-- start of SUPPLIED MATERIAL --
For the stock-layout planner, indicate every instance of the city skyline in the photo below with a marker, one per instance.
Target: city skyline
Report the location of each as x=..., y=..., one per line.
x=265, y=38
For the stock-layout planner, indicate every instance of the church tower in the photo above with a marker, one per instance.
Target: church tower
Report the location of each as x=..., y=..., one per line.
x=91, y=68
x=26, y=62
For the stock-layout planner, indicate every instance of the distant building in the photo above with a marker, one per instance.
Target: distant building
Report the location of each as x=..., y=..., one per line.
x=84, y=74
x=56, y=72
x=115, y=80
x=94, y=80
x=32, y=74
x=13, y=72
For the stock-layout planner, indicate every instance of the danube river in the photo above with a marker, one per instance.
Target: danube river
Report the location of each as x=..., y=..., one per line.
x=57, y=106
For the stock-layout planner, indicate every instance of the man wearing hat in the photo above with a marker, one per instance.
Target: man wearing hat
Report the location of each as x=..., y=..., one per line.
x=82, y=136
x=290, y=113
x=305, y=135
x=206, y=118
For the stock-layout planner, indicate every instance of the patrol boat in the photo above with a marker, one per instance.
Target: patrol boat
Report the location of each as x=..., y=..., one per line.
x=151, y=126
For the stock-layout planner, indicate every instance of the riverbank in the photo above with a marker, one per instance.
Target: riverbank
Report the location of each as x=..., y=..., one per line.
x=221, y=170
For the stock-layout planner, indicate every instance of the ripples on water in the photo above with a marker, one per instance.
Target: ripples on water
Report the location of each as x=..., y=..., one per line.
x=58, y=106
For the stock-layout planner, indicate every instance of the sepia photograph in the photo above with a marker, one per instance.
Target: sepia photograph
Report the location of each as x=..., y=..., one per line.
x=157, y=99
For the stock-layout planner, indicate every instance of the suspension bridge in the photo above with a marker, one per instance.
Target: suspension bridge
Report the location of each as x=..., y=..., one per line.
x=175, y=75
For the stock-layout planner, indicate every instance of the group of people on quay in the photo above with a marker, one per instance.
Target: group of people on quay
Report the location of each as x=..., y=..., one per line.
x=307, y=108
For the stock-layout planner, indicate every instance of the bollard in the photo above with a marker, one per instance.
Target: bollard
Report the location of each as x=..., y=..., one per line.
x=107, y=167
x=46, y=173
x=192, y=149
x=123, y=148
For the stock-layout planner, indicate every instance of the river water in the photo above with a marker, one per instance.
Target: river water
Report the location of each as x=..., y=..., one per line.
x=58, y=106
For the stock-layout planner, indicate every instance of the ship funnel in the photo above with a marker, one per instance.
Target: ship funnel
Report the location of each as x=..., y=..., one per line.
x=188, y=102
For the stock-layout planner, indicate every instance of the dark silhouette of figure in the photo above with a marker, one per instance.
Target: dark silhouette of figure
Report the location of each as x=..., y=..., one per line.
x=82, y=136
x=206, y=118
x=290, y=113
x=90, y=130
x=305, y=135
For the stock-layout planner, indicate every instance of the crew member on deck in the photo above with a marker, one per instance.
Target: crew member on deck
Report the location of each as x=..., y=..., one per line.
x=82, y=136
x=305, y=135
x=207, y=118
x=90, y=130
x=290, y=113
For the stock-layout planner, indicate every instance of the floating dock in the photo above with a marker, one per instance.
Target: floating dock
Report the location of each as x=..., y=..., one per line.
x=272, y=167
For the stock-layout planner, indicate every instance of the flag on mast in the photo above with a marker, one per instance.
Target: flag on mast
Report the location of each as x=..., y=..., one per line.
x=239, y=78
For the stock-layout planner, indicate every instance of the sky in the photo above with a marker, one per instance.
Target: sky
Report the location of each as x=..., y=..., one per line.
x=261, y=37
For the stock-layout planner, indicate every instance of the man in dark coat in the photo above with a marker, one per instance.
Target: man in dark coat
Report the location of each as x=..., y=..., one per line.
-- end of SUPPLIED MATERIAL --
Revise the data above by changing "stock-layout planner" to "site-layout planner" throughout, leaving everything else as it is.

### SOLUTION
For the site-layout planner, indicate every instance of the city skyline in the photo below with a marker, one per instance.
Target: city skyline
Report the location of each as x=..., y=..., one per line.
x=265, y=38
For the site-layout planner, indicate every instance of the church tower in the photo above with a marker, one per instance.
Target: church tower
Report the location of each as x=..., y=..., one per line.
x=91, y=68
x=26, y=62
For the site-layout planner, indicate every instance of the distant building in the photo above with a marker, one per instance.
Target: distant building
Report the location of each as x=..., y=..., one per line.
x=84, y=74
x=56, y=72
x=115, y=80
x=94, y=80
x=32, y=74
x=13, y=72
For the site-layout planner, indicate every instance of the danube river in the photo above with a marker, one per instance.
Target: danube river
Report the location of each as x=..., y=..., one per line.
x=57, y=106
For the site-layout planner, indicate every instance of the man wearing hat in the photo above with a marker, one per instance.
Target: man wearing hat
Report the location of each as x=..., y=..., one per line.
x=82, y=136
x=290, y=113
x=305, y=135
x=206, y=118
For the site-layout planner, indicate every instance of the patrol boat in the photo above with a marker, one per instance.
Target: patrol boat
Report the location of each as x=..., y=..., one per line.
x=151, y=126
For the site-layout planner, indicate every instance of the riverbank in the photo above with a marker, one per instance.
Target: riverbank
Report the location of each as x=..., y=..., one per line.
x=221, y=170
For the site-layout planner, indicate every instance of the ripples on water in the photo above with a marker, one per instance.
Target: ripples on water
Report the location of each as x=..., y=..., one per line.
x=58, y=106
For the site-layout planner, indicate every instance of the sepia photograph in the photo above with a marker, one per instance.
Target: sepia photograph
Report the location of each as x=..., y=..., one per line.
x=157, y=99
For the site-layout planner, indicate every instance of the suspension bridge in the photo above with a marker, one per instance.
Target: suspension bridge
Report the location of each as x=..., y=..., one per line.
x=175, y=75
For the site-layout planner, indicate every instance of the group of people on quay in the photo above with a marker, one per instance.
Target: group of people on quay
Report the location of each as x=..., y=..., one per line.
x=307, y=108
For the site-layout planner, indicate every instance of the bollard in the photo above with a marker, one per instance.
Target: bollard
Report the location of each as x=..., y=..., one per line.
x=107, y=167
x=46, y=173
x=192, y=149
x=123, y=148
For the site-layout planner, indicate every instance of the river water in the photo above with a marker, one per instance.
Target: river water
Report the location of each as x=..., y=..., one per line.
x=58, y=106
For the site-layout planner, indicate every instance of the ship funnel in the photo above with a marker, one per instance.
Target: ship funnel
Report the location of each as x=..., y=..., one per line.
x=188, y=102
For the site-layout planner, indicate every instance of the dark silhouette of figure in the photo above with a marker, one per instance.
Target: dark silhouette of figure
Report the location of each as x=..., y=..., one per line.
x=82, y=136
x=206, y=118
x=290, y=113
x=90, y=130
x=305, y=135
For the site-layout planner, indicate every instance of the crew member on deck in the photo above with a marker, one per instance.
Target: crew member on deck
Report the location of each as x=..., y=..., one per line.
x=82, y=136
x=305, y=135
x=207, y=118
x=90, y=130
x=290, y=113
For the site-layout planner, indicate every instance of the floating dock in the photo above with a marker, one per instance.
Target: floating dock
Report the location of each as x=..., y=..., one per line.
x=272, y=167
For the site-layout planner, indicate every instance of the flag on mast in the photo above with a marker, one per instance.
Target: flag on mast
Report the location of each as x=..., y=..., one per line.
x=239, y=78
For the site-layout planner, indicate every instance of the sky in the photo above with a marker, one per instance.
Target: sky
Report the location of each as x=..., y=..., one per line.
x=261, y=37
For the site-layout planner, indicate every instance of the man in dark coat in the photo above with a marker, one per instance.
Target: man in dark coat
Report the location of each as x=..., y=..., one per line.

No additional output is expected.